Try it. Please show all lines of the records that include "blanket".

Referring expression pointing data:
BEGIN

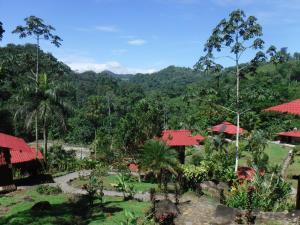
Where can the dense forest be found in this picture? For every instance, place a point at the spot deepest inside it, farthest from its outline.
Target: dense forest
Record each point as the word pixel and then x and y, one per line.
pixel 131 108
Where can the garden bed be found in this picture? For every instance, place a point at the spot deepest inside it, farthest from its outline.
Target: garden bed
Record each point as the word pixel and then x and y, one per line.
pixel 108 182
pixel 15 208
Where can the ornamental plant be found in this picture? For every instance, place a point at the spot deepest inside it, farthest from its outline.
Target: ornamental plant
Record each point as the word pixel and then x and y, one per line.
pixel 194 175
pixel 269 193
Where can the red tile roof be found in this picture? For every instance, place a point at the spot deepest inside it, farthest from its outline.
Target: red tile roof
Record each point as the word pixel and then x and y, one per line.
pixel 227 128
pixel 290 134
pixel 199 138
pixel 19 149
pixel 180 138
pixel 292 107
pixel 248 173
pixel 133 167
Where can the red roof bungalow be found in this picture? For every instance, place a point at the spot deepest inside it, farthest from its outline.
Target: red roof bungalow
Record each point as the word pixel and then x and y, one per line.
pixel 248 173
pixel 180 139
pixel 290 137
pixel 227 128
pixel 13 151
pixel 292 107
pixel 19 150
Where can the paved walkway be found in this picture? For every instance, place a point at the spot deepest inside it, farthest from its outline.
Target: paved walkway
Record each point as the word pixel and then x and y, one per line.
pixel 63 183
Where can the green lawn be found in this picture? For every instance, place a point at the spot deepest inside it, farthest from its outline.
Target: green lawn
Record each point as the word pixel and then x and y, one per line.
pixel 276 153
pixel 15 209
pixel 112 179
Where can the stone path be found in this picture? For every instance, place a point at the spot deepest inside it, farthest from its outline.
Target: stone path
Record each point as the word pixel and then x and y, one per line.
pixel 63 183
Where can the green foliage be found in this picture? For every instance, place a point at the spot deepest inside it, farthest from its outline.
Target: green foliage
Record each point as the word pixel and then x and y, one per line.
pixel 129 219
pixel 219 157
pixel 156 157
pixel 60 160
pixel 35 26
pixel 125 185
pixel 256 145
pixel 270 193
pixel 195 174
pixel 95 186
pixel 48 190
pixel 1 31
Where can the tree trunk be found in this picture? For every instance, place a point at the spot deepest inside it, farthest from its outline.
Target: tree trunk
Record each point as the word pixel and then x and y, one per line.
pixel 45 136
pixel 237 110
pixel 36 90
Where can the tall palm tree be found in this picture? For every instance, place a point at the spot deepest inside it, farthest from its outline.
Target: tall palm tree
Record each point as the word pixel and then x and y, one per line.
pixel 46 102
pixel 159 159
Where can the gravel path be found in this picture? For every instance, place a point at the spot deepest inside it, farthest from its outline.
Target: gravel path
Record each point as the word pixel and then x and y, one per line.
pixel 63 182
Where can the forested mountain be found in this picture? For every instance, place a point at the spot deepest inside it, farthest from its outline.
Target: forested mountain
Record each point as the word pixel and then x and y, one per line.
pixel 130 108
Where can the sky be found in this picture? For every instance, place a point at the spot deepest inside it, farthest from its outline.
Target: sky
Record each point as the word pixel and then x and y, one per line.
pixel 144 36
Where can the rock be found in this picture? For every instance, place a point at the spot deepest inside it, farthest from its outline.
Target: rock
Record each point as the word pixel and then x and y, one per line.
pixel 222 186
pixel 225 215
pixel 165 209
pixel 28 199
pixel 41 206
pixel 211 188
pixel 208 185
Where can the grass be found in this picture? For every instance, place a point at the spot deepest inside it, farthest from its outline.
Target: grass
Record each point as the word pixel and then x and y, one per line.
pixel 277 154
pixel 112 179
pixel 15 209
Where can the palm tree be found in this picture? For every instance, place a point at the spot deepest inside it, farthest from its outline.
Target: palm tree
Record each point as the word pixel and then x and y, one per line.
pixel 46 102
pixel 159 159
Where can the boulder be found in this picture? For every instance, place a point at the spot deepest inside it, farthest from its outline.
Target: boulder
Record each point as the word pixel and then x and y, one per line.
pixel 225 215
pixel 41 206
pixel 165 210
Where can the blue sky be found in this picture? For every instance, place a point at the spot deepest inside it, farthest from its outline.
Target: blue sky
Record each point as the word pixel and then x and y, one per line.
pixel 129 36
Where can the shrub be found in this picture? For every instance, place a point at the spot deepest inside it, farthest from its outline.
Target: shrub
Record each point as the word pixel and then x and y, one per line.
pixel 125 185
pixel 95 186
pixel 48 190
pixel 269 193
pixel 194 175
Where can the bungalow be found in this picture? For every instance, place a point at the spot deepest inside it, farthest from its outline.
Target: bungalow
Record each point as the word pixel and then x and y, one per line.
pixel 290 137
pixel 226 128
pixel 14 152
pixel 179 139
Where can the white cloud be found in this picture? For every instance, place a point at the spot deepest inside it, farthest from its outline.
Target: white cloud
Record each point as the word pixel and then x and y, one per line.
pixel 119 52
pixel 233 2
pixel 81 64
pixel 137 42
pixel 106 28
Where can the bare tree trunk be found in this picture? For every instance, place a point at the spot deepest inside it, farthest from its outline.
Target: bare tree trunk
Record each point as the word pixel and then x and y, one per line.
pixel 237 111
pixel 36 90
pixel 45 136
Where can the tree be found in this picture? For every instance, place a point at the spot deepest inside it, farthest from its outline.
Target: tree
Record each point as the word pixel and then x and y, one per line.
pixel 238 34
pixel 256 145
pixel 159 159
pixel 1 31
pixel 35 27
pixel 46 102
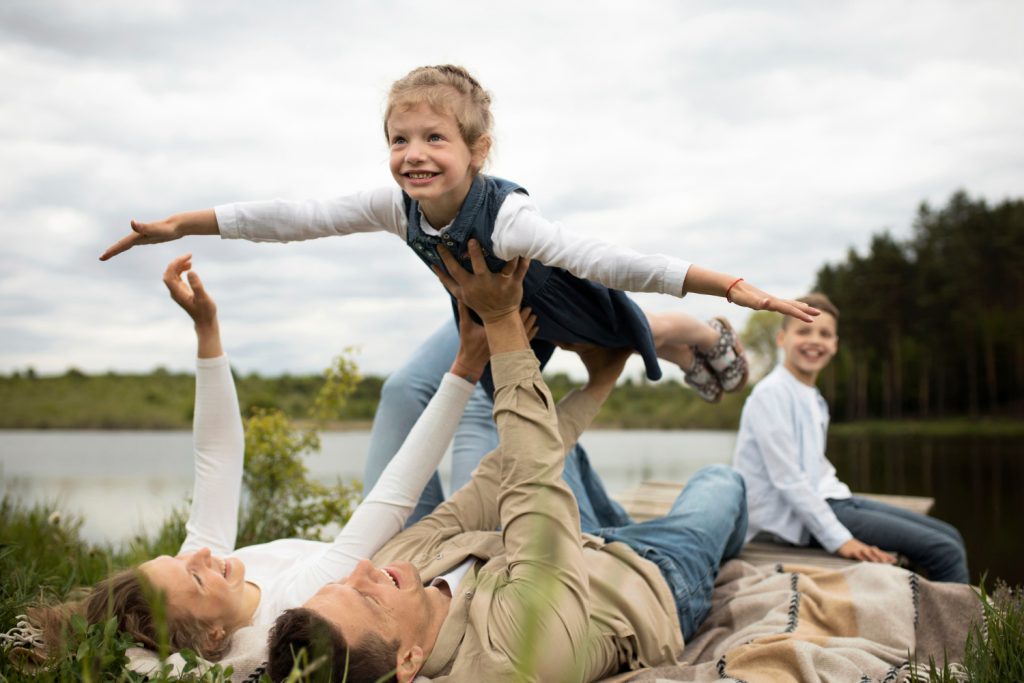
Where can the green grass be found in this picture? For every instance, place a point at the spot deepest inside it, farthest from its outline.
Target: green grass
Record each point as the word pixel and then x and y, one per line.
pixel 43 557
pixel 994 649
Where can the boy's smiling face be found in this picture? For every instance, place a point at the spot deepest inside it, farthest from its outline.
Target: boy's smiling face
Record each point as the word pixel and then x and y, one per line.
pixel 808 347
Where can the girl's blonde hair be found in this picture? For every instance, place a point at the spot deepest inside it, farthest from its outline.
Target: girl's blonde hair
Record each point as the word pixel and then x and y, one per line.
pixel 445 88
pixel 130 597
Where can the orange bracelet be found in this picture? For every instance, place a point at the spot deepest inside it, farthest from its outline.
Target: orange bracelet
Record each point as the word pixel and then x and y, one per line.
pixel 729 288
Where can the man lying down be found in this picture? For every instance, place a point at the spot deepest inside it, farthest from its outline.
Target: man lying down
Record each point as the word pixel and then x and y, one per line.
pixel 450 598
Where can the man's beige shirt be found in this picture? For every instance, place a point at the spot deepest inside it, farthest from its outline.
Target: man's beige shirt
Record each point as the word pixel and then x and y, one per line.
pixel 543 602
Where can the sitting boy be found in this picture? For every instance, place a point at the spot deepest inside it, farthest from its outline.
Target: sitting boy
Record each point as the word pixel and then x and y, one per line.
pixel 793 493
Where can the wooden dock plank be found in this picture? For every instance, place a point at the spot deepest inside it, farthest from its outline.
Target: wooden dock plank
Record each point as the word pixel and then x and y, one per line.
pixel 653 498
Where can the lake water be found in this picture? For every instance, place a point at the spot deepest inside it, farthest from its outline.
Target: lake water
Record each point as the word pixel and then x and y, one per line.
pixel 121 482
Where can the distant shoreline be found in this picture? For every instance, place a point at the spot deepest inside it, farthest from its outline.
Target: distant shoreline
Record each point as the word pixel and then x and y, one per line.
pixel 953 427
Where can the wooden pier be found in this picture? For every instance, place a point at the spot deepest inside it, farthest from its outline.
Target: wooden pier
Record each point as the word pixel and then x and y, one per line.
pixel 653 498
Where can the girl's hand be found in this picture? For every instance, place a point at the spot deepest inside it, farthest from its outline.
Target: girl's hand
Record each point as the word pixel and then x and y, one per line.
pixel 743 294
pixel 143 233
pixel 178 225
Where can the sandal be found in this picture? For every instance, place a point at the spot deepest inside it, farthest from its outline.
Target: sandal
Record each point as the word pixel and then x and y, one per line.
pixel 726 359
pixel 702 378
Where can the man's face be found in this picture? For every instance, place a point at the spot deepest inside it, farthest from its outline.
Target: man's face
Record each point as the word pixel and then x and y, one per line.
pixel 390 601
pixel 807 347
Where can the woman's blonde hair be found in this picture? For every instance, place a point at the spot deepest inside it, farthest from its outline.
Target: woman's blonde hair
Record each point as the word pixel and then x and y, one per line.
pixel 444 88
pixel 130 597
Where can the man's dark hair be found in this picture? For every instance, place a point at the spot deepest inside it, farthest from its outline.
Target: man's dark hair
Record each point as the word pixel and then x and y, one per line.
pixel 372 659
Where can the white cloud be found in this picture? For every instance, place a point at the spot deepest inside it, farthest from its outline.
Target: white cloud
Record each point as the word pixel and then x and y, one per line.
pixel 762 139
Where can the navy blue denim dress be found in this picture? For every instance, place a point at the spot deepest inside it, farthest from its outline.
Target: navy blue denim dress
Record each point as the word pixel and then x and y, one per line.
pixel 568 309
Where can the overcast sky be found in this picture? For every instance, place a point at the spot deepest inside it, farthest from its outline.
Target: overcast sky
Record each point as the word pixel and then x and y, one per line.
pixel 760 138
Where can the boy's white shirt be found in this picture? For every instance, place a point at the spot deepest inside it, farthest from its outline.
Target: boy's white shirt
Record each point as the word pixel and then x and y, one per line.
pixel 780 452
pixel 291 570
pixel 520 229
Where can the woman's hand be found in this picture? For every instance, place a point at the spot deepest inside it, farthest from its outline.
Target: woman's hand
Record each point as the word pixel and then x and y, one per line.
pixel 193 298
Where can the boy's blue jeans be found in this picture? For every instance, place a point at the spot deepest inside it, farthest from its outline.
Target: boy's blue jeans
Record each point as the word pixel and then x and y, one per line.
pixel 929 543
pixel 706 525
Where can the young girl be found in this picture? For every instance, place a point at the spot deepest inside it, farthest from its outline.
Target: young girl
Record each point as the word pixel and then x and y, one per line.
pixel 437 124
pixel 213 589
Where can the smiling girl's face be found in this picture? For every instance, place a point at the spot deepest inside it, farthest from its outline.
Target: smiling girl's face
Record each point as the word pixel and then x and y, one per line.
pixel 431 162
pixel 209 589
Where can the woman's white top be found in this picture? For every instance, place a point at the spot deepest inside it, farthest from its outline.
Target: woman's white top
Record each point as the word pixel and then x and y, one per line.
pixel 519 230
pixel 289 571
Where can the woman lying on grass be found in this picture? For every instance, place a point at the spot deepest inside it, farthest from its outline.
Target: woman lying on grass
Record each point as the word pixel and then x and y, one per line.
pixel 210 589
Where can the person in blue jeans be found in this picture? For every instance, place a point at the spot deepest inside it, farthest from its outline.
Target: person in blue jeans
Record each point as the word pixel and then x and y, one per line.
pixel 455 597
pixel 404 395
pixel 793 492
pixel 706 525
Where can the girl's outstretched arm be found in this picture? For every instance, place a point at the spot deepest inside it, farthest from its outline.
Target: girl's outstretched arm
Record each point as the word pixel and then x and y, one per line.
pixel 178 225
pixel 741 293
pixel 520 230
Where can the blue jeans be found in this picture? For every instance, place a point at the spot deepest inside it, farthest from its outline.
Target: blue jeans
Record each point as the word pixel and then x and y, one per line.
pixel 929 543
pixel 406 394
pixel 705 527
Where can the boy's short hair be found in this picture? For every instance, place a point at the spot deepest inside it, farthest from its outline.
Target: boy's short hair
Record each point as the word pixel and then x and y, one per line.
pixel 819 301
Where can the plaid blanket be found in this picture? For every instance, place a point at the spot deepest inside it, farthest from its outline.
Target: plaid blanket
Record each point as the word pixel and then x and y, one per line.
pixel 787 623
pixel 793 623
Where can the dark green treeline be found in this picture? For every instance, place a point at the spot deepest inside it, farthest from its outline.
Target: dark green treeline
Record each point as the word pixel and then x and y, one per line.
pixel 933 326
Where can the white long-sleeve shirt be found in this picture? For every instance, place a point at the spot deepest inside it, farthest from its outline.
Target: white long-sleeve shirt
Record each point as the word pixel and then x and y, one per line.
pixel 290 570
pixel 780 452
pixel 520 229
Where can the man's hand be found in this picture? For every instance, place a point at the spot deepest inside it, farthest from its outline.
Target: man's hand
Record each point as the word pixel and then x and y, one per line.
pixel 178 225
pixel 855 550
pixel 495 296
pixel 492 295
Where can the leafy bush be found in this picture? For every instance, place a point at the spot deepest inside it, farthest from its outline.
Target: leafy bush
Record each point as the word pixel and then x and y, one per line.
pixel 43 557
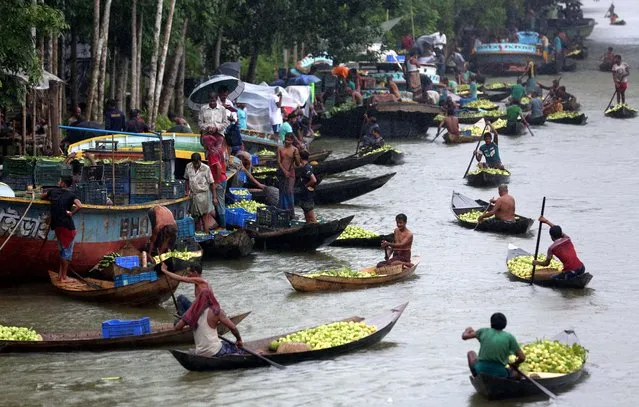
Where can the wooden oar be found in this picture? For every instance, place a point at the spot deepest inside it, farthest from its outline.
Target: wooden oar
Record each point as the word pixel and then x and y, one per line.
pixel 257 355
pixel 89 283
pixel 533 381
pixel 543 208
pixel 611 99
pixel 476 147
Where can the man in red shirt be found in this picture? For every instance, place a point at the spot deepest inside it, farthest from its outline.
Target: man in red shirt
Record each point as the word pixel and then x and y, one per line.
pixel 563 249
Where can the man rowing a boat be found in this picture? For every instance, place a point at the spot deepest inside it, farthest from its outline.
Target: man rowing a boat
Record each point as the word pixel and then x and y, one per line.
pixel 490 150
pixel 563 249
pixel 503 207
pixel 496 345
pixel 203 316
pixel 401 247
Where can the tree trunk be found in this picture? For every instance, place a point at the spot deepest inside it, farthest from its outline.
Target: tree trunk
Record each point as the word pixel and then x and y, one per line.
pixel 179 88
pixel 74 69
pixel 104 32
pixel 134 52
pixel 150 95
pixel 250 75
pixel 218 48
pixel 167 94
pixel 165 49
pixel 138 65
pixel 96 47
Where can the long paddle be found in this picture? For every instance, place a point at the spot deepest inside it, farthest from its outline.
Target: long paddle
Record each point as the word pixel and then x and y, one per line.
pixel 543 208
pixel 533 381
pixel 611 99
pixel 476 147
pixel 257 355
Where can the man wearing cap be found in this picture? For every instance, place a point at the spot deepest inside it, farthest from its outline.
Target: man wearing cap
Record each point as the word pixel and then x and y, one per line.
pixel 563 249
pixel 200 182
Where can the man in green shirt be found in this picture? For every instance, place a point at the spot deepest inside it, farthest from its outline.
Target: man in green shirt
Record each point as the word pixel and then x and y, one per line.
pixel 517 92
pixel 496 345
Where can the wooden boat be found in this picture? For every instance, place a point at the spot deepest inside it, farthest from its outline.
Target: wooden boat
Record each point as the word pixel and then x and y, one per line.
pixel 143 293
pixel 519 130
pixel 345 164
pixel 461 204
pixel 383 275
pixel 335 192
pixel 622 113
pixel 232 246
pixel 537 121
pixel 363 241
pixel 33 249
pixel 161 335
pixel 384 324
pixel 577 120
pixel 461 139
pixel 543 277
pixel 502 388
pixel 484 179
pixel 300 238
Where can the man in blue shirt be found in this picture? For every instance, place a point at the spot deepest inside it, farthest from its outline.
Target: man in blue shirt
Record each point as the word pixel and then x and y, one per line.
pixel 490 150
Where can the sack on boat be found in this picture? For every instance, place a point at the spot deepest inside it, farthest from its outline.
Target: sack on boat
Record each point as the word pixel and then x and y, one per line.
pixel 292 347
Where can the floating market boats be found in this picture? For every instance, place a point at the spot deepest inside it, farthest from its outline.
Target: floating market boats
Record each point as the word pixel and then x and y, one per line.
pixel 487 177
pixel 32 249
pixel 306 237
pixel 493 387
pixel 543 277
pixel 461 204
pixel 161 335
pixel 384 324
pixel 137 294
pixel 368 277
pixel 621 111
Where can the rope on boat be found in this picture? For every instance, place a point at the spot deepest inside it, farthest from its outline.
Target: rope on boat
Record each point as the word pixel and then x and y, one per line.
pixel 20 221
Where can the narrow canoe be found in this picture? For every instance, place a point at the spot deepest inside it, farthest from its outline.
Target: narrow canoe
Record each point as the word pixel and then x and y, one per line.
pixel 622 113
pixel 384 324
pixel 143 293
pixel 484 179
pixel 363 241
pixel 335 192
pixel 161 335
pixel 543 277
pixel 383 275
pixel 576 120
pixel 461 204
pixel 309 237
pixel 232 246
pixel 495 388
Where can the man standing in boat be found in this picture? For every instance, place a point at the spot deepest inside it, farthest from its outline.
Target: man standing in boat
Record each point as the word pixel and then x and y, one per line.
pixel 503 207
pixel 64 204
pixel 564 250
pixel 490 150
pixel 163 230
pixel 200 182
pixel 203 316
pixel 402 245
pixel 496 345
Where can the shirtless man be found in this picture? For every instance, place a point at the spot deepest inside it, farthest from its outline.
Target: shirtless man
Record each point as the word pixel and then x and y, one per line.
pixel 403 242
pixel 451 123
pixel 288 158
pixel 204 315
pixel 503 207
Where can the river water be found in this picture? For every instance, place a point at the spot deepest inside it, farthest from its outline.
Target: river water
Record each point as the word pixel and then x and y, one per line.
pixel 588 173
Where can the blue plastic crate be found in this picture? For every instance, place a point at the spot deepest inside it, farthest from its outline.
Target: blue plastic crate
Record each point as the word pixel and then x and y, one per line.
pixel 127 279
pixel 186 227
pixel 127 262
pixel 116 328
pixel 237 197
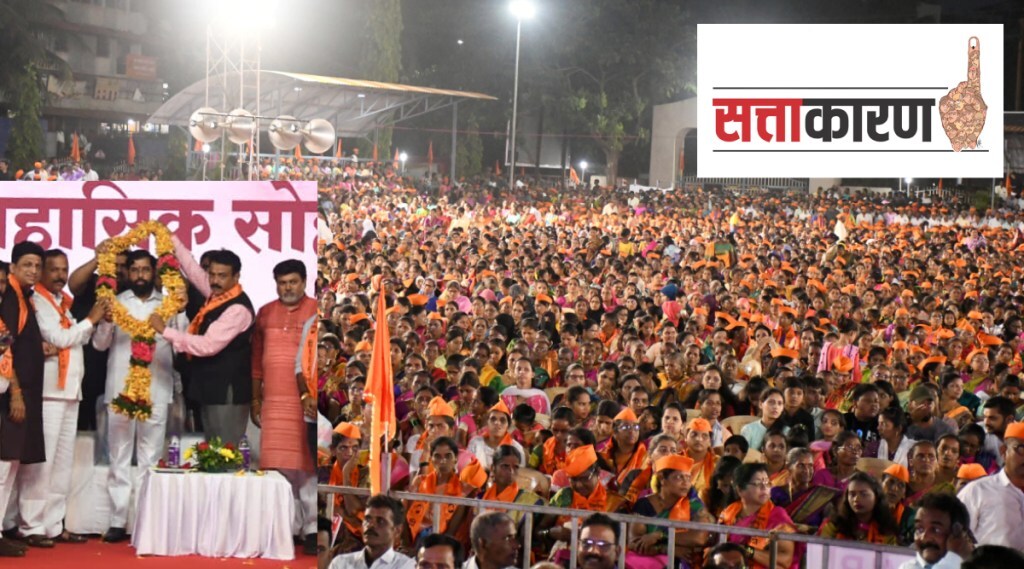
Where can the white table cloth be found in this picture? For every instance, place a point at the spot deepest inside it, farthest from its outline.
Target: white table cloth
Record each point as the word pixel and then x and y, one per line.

END

Expected output.
Where can the plaid blanket be found in this picture? For every instance, place a point at the spot deepest inside it, farthest from its outline.
Target: plaid blanket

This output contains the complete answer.